**DOCUMENT SECTION**:
##########

LOS ANGELES--(EON: Enhanced Online News)--Hudson Pacific Properties, Inc. (the “Company”)
(NYSE:HPP) today announced the pricing of its initial public offering of 12,800,000 shares of common stock at
$17.00 per share. The shares are expected to begin trading on June 24, 2010, on the New York Stock Exchange
under the symbol “HPP.” The offering is expected to close on June 29, 2010, subject to the completion of
customary closing conditions. The underwriters have been granted a 30-day option to purchase up to an additional
1,920,000 shares at the initial public offering price, less the underwriting discounts and commissions, to cover
overallotments, if any. All shares are being offered by the Company.

In addition, concurrently with the completion of the initial public offering, the Company will complete a private
placement of $20.0 million of common stock to Victor J. Coleman, the Company’s Chairman and Chief Executive
Officer, and certain investment funds affiliated with Farallon Capital Management, L.L.C. at the initial public offering
price.

The Company will contribute the net proceeds of the offering and concurrent private placement to its operating
partnership. The net proceeds of the initial public offering and concurrent private placement are estimated to be
approximately $210.5 million after deducting underwriting discounts, commissions and estimated offering expenses,
prior to any exercise of the underwriters’ overallotment option. The Company intends to use the proceeds to repay
debt, fund acquisitions and for general corporate and working capital purposes.

##########

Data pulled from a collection
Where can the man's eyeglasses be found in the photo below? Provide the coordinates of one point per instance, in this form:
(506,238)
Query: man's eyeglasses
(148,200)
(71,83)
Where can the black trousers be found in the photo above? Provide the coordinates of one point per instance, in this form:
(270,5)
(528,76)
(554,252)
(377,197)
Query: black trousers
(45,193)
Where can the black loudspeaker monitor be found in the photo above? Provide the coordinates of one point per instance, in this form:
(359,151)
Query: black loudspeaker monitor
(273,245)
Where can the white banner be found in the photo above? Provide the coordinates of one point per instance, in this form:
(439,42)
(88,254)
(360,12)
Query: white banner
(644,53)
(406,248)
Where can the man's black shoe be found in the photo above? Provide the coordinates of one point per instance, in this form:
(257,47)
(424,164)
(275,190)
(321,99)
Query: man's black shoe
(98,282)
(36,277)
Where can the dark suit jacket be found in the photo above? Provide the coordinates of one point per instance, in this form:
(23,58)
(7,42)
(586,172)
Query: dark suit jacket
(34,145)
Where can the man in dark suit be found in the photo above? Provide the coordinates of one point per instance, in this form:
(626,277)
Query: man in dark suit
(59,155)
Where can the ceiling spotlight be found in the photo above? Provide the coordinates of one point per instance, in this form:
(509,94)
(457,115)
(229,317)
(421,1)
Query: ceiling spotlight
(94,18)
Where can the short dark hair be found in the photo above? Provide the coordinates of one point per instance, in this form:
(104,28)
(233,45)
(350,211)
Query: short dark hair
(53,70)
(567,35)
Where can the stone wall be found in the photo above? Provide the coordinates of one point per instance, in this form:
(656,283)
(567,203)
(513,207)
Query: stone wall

##########

**LIST OF TASKS**:
• a. Condense the paragraph of the press release that begins "The Company will contribute" into a short bulleted list that keeps its main facts.
• b. Please retype the listing unchanged, from the line with "Where can the stone" up to and including the final line of the listing.

**OUTPUTS IN ORDER**:
• a.
- The Company will contribute the net proceeds of the offering and the concurrent private placement to its operating partnership.
- Estimated net proceeds are about $210.5 million after underwriting discounts, commissions and estimated offering expenses, before any exercise of the underwriters' overallotment option.
- The proceeds are intended to repay debt, fund acquisitions, and cover general corporate and working capital purposes.

• b.
Where can the stone wall be found in the photo above? Provide the coordinates of one point per instance, in this form:
(656,283)
(567,203)
(513,207)
Query: stone wall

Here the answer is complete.